[Extracted records]
====================
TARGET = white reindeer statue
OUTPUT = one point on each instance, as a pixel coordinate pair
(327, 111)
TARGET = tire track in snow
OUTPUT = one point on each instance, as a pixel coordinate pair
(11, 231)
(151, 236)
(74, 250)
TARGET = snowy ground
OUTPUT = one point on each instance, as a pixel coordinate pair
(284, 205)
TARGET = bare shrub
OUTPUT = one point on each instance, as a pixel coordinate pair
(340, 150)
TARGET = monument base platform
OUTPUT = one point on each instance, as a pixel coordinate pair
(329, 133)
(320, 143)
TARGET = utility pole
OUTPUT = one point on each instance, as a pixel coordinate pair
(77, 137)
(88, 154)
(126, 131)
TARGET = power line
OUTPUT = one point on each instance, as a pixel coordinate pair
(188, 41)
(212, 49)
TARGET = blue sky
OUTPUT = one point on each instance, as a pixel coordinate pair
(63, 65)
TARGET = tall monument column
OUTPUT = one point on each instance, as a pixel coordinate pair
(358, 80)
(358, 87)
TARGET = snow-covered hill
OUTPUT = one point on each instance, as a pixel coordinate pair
====================
**Task to complete**
The entire set of records should be returned exactly.

**Written answer**
TARGET = white reindeer statue
OUTPUT = one point on each instance, as a pixel coordinate pair
(327, 111)
TARGET = tire track in snow
OUTPUT = one point on each instance, as a pixel coordinate pair
(11, 231)
(151, 236)
(74, 250)
TARGET = snowy ground
OUTPUT = one point on each instance, as a pixel coordinate pair
(284, 205)
TARGET = bare shrub
OUTPUT = one point on each instance, as a pixel coordinate pair
(340, 150)
TARGET = monument base platform
OUTPUT = one point on each instance, as a pixel coordinate pair
(329, 133)
(320, 143)
TARGET = utility pole
OUTPUT = one point on each instance, as a pixel coordinate pair
(77, 137)
(88, 154)
(126, 131)
TARGET = power line
OUTPUT = one point on each instance, as a pixel coordinate pair
(188, 41)
(212, 49)
TARGET = blue sky
OUTPUT = one point on each instance, as a pixel coordinate pair
(63, 65)
TARGET = tall monument column
OUTPUT = one point on each instance, as a pixel coordinate pair
(358, 80)
(358, 87)
TARGET = snow-covered hill
OUTPUT = one point on each instance, as a pixel coordinate pair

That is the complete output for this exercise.